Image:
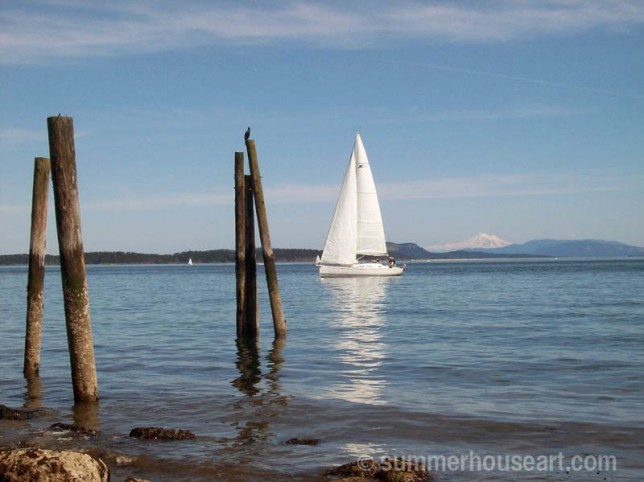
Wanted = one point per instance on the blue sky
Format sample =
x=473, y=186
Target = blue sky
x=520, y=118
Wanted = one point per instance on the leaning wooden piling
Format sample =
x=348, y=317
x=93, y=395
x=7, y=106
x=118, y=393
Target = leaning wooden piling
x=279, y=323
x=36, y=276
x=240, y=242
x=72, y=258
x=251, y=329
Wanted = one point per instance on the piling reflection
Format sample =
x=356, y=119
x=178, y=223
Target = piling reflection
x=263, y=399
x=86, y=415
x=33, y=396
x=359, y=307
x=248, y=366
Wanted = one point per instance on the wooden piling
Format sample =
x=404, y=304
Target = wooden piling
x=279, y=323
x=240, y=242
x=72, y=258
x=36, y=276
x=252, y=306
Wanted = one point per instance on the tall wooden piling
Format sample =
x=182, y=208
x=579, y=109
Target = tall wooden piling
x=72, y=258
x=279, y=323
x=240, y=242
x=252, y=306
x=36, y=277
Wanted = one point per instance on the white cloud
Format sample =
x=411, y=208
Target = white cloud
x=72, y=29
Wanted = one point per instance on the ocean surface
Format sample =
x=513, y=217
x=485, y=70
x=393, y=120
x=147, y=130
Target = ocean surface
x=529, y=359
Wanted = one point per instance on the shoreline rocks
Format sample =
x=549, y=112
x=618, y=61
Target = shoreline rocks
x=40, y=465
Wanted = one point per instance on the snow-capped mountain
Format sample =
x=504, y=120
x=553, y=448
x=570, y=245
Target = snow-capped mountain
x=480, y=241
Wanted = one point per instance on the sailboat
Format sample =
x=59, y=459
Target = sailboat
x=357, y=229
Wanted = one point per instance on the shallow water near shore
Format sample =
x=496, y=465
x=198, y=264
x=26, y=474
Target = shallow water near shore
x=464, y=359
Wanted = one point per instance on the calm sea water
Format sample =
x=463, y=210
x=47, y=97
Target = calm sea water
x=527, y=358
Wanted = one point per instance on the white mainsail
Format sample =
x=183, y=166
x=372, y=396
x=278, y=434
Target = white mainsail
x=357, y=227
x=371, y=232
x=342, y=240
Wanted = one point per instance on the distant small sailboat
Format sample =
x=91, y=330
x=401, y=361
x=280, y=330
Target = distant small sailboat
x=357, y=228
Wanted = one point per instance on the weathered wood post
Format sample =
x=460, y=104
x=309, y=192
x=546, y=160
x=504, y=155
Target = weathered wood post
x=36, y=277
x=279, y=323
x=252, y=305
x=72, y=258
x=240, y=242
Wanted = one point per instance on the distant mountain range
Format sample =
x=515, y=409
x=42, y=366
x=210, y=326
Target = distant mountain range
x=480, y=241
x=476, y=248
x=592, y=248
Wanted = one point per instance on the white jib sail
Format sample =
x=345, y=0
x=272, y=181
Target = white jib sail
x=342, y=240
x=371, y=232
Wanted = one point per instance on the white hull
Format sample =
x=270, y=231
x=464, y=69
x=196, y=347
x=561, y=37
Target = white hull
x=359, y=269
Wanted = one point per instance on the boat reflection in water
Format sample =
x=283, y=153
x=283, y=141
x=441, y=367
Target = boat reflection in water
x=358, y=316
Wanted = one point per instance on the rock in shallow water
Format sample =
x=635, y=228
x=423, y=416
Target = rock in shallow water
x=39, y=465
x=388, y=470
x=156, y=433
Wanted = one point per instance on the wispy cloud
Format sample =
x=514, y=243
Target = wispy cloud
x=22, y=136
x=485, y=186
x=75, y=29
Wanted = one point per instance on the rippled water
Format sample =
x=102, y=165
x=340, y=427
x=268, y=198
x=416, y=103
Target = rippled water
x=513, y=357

════════════════════

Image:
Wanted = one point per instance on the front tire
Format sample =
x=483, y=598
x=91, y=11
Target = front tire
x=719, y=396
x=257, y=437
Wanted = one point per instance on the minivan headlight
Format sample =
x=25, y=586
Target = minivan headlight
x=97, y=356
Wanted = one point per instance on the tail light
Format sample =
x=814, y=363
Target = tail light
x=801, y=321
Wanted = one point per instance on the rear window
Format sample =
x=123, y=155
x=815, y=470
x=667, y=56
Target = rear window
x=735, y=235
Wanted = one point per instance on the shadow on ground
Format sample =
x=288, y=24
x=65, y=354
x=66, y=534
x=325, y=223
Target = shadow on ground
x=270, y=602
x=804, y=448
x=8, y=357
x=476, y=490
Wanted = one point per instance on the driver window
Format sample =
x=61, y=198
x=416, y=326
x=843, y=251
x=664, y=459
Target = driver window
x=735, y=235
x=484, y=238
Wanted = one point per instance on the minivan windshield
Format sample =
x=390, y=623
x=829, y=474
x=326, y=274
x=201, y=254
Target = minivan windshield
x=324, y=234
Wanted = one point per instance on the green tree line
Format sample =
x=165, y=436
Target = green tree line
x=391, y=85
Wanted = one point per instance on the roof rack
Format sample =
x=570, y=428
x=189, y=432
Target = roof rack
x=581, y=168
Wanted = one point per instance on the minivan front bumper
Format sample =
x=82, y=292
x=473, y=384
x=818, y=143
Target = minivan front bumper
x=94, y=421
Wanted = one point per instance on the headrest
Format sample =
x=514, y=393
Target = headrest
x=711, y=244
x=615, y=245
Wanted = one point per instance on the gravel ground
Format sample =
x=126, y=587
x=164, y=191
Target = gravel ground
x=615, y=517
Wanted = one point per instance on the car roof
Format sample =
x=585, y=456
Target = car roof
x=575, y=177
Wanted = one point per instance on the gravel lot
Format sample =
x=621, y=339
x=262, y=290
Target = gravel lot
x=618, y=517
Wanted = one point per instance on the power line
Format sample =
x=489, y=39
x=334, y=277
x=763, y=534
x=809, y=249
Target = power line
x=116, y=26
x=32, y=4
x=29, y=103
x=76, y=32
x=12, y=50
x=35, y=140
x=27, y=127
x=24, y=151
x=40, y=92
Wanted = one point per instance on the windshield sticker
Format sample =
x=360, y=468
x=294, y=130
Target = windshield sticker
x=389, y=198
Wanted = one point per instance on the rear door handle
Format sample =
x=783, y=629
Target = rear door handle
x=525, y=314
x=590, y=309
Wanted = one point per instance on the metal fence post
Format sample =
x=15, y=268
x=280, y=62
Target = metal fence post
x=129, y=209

════════════════════

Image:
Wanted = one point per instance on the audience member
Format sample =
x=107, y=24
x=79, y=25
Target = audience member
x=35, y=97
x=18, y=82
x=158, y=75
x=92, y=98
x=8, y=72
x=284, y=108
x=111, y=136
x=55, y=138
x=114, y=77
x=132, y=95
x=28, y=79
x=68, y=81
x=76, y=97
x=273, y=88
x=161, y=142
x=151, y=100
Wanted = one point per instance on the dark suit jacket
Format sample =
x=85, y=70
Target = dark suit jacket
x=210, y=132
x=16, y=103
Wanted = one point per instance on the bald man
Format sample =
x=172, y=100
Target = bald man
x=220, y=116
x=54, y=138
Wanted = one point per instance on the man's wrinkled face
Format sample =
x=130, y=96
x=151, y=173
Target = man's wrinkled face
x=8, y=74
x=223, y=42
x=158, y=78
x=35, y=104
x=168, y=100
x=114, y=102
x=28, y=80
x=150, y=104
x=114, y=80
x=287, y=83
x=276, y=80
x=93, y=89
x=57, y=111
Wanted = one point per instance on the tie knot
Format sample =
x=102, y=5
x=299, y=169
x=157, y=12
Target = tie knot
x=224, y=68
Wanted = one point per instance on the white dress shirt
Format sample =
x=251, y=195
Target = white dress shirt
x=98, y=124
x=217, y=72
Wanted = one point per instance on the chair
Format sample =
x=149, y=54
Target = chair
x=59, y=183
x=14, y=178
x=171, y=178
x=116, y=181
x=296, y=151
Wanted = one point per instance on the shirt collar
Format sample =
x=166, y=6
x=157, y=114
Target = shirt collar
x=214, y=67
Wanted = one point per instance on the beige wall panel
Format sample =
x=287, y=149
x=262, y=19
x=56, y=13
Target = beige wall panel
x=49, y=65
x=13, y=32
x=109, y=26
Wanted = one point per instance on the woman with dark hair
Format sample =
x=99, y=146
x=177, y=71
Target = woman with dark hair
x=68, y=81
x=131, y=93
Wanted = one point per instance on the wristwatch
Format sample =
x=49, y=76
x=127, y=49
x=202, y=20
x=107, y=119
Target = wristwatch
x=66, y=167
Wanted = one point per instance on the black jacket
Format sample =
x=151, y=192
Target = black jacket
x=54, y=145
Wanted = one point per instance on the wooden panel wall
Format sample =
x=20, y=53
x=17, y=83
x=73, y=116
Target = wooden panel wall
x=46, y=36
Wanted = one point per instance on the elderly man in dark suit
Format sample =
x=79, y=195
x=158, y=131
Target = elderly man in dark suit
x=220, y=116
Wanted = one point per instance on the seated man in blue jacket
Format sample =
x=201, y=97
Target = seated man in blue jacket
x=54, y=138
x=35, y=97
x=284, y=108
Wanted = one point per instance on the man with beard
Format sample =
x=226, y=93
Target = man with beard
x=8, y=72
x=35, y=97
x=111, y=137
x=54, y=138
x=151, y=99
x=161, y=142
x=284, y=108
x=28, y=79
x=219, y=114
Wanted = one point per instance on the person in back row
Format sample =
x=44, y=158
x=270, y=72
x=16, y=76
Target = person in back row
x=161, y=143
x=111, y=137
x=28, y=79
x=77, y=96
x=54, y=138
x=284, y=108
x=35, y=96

════════════════════

▶ _Aufgabenstellung_:
Zitiere aus der Auflistung oben den Abschnitt, der mit der Zeile beginnt, die „Wanted = one point per instance on the boat“ enthält, und mit der Zeile endet, die „x=513, y=357“ enthält, wobei beide Zeilen dazugehören.

▶ _Gelöste Übung_:
Wanted = one point per instance on the boat reflection in water
Format sample =
x=283, y=153
x=283, y=141
x=441, y=367
Target = boat reflection in water
x=358, y=316
Wanted = one point per instance on the rock in shallow water
Format sample =
x=635, y=228
x=423, y=416
Target = rock in shallow water
x=39, y=465
x=388, y=470
x=156, y=433
Wanted = one point per instance on the wispy cloud
Format sample =
x=514, y=243
Target = wispy cloud
x=22, y=136
x=485, y=186
x=75, y=29
Wanted = one point per instance on the rippled water
Format sample =
x=102, y=165
x=340, y=427
x=268, y=198
x=416, y=103
Target = rippled water
x=513, y=357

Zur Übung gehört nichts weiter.